Begin

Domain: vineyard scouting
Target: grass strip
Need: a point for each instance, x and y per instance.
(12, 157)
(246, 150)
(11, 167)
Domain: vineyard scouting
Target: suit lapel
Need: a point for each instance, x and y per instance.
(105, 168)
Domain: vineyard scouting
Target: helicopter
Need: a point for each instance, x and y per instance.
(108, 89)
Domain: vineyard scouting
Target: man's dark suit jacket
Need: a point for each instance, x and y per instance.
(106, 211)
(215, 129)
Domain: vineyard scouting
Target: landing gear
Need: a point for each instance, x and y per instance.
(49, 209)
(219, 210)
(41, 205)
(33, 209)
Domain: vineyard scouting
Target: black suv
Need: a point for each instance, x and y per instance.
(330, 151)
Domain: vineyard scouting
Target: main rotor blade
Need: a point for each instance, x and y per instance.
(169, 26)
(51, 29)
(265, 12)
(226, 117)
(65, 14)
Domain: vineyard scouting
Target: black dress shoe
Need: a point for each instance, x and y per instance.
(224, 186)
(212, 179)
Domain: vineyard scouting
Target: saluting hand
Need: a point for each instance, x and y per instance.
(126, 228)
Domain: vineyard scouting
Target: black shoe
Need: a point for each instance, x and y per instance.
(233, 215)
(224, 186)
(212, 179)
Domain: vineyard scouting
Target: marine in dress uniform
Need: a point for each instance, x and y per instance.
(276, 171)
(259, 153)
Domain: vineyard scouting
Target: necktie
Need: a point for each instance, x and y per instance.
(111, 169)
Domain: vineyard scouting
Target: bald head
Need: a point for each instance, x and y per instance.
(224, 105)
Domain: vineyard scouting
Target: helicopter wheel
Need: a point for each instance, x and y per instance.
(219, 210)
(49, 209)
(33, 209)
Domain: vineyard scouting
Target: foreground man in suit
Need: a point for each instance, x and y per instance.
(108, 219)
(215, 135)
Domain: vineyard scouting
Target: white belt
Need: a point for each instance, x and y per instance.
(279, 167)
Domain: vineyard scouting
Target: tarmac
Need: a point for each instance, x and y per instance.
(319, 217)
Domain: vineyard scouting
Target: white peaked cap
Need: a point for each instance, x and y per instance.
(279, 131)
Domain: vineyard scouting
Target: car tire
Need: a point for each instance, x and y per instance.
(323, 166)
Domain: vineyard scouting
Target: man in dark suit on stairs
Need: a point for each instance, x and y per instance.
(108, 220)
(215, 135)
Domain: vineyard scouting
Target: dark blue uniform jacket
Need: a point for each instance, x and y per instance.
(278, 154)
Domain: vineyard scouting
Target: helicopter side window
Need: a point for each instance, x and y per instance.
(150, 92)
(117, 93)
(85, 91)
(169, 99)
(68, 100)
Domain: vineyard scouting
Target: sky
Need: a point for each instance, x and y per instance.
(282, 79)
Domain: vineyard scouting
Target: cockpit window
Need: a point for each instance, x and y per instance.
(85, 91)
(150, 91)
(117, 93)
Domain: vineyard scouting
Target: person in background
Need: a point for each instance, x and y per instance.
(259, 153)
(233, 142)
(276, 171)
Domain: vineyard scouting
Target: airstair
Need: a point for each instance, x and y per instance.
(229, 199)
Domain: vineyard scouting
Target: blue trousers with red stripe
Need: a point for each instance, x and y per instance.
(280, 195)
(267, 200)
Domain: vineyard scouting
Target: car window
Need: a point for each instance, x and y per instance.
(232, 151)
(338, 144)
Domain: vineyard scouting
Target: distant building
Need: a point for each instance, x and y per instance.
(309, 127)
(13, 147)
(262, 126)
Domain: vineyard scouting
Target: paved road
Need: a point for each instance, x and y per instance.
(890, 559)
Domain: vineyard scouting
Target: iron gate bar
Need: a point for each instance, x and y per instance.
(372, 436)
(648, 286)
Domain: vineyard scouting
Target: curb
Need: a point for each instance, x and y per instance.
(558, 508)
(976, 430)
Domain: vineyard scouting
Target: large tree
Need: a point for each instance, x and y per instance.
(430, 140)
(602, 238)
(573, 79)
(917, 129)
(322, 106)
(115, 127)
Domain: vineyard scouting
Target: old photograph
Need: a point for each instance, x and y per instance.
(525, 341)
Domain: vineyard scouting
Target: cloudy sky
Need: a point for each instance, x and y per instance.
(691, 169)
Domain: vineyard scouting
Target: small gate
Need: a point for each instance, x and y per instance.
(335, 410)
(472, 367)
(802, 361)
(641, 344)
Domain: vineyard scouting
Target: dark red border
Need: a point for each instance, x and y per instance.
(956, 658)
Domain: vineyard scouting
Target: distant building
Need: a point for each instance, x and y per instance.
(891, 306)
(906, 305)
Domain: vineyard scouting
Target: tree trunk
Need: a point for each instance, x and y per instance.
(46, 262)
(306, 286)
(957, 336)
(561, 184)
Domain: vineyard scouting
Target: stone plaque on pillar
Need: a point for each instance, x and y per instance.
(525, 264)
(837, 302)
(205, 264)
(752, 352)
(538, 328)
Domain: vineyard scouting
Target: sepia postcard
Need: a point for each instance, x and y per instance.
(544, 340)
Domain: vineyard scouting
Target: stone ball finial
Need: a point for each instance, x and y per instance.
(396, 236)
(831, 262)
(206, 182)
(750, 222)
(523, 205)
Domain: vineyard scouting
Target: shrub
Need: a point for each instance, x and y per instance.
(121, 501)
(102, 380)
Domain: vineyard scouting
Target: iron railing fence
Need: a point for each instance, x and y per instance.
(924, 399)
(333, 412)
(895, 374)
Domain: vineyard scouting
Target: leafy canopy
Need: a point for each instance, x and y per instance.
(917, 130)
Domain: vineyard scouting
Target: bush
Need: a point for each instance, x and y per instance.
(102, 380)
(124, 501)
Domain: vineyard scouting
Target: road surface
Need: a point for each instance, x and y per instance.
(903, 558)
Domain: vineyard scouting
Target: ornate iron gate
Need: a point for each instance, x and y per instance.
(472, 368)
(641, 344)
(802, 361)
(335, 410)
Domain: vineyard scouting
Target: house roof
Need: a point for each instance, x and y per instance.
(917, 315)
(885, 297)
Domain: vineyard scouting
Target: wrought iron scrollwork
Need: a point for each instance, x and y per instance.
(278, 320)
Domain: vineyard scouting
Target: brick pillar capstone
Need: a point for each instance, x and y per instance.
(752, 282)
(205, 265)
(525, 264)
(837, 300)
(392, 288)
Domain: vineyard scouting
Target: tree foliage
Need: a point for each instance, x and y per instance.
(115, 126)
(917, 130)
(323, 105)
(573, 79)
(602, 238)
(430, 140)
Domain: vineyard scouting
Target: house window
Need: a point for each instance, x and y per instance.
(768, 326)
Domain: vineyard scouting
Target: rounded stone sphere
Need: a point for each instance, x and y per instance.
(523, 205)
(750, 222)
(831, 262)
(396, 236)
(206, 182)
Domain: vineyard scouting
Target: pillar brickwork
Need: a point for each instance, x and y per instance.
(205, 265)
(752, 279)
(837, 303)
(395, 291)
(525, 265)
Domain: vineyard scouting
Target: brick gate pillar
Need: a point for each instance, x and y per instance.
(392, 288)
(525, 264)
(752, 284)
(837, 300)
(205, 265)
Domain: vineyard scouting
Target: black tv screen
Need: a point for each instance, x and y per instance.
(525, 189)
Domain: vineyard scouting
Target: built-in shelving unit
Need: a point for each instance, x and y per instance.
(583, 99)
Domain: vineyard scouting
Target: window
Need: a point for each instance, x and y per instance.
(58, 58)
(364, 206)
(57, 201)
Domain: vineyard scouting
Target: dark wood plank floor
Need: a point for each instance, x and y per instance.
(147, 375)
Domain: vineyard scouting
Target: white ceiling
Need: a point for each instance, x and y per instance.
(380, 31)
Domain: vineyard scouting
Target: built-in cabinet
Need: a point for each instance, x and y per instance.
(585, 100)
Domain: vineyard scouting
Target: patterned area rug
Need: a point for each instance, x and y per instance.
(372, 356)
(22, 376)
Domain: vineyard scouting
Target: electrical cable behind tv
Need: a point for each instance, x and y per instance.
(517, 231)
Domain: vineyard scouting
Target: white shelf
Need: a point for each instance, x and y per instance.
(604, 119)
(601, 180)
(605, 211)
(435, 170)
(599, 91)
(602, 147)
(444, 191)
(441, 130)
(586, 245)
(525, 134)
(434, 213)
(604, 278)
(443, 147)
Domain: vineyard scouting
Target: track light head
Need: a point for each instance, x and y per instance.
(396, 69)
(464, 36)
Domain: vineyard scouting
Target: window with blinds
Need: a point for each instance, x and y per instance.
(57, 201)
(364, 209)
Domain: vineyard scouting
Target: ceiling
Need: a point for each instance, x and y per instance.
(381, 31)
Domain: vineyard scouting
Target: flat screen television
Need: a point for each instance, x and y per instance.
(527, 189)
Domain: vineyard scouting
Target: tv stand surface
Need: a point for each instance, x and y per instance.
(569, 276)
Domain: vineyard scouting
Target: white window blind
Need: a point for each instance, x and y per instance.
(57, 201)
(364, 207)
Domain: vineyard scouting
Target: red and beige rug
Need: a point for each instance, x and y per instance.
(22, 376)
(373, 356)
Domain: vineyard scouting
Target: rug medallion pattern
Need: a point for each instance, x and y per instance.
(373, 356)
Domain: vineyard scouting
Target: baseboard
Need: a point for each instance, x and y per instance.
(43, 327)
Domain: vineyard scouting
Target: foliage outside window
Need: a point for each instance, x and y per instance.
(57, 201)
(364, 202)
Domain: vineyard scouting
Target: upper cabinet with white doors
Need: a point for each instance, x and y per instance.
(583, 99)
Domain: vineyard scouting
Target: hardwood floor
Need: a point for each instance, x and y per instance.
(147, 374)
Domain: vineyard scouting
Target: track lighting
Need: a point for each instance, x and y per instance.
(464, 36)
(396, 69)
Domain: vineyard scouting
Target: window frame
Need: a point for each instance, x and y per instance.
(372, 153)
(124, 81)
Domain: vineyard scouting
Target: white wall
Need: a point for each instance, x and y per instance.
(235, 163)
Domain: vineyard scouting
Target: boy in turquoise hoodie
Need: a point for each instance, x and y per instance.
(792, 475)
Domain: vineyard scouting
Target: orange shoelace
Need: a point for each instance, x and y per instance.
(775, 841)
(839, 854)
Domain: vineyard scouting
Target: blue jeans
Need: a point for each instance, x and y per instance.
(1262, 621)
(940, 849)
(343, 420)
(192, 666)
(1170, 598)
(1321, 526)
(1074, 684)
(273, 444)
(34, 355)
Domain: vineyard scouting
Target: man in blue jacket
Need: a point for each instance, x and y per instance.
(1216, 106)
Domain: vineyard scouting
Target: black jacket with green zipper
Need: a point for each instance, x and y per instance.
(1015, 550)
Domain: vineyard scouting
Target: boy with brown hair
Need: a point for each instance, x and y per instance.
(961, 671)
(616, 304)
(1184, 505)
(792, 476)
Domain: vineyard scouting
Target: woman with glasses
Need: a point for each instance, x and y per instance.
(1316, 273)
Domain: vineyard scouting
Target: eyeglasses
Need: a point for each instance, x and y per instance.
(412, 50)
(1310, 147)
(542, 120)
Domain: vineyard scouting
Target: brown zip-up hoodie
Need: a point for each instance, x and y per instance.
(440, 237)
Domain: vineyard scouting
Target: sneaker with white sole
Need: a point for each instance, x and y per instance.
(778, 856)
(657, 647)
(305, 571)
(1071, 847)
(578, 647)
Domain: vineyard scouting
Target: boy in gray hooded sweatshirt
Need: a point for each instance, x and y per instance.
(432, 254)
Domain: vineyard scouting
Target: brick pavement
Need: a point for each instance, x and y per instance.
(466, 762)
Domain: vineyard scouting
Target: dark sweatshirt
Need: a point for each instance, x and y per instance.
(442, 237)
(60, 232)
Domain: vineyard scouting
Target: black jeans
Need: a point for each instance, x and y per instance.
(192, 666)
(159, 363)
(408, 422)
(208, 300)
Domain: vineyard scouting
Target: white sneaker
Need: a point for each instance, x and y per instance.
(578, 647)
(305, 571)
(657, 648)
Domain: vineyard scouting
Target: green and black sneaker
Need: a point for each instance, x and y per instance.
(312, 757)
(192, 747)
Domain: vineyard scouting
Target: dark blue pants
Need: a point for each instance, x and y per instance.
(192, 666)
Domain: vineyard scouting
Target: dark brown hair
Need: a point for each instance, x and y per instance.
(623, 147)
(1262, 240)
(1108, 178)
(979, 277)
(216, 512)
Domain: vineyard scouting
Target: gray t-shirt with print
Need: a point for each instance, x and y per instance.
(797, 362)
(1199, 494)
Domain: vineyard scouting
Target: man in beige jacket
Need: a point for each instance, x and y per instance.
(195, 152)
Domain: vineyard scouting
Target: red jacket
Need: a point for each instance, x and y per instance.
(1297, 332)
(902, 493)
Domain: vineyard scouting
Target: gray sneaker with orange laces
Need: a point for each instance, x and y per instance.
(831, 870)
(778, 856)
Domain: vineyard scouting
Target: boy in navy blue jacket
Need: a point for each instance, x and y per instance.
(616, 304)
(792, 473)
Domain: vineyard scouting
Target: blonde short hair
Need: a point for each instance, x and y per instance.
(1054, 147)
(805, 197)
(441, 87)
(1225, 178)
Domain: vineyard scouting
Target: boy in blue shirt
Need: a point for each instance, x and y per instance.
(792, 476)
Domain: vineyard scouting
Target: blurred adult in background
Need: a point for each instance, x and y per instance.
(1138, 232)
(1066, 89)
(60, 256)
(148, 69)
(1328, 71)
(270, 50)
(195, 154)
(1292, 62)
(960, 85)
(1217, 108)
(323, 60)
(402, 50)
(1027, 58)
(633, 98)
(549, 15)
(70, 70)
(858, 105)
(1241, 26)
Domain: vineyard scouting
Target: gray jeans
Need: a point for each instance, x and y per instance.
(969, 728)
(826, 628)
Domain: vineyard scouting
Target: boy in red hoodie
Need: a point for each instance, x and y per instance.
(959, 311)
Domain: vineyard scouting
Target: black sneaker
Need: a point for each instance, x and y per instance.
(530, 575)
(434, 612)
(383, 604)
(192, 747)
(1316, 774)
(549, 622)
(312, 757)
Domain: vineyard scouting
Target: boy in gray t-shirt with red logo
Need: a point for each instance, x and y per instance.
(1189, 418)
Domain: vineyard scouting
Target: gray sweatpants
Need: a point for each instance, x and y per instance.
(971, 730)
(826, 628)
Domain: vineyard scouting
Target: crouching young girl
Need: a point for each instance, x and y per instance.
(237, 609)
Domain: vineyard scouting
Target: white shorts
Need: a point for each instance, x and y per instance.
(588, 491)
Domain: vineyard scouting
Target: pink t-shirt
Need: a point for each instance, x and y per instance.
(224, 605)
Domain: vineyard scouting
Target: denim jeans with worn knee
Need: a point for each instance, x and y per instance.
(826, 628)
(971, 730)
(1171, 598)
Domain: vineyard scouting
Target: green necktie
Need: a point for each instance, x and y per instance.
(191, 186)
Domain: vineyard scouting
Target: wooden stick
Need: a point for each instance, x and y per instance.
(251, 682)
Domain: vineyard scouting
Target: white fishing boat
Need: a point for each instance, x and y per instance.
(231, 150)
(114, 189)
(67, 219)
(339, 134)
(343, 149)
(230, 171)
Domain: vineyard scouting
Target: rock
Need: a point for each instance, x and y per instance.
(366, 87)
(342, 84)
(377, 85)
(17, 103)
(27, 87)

End

=== Job ===
Report every line in the items above that contains the string "ceiling", matching case exactly.

=== Response to the task ===
Target: white ceiling
Target: ceiling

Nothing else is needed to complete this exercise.